# Work to do
1. From the article on the Croydon Photography Forum below, reproduce word for word the part that opens with the words containing "Plans for autumn" and closes with "full programme here.".
2. Render this sentence from the article on the Croydon Photography Forum below in Spanish: "His book will be offered as a free eBook to workshop participants."

# Extract

※

As part of his aim to advance member knowledge and skillsets, he also runs the Croydon Photography Forum, a free monthly event at which industry professionals give talks about their work.

“We’ve had amazing speakers come to talk to us over the years, people like Gavin Hoey, who is a complete internet sensation, and internationally renowned Getty photographers. Most recently we had two young photographers from The Undateables. One was blind and the other was in a wheelchair, showing how disability doesn’t have to hold you back in this field.”

Lee’s own work as a professional photographer is the ‘day job’

Plans for autumn include a talk by the photographer Louis Qual on 11th September, and speakers from the University of the Creative Arts on 9th October. See the full programme here.

Meanwhile, Lee’s own work as a professional photographer is the ‘day job’, with his business focusing largely on third sector charity work and commissions. He is also currently studying part-time for a BA degree in photography at the University of Westminster, writing a book on how to run a successful photography business, and running professional workshops. His book will be offered as a free eBook to workshop participants.

He also plans to run more activities for Lenses of Croydon in the coming months, including studio workshops and exhibitions to showcase the work of members, with one already scheduled for Matthews Yard in November. A private Facebook group set up recently already has several hundred members – you can apply to join here.

※

# Data section

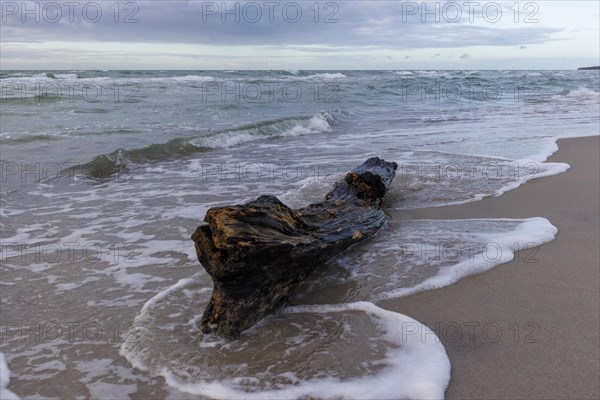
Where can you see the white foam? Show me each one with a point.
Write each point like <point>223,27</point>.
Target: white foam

※

# The responses
1.
Plans for autumn include a talk by the photographer Louis Qual on 11th September, and speakers from the University of the Creative Arts on 9th October. See the full programme here.

2. Su libro se ofrecerá como un libro electrónico gratuito a los participantes de los talleres.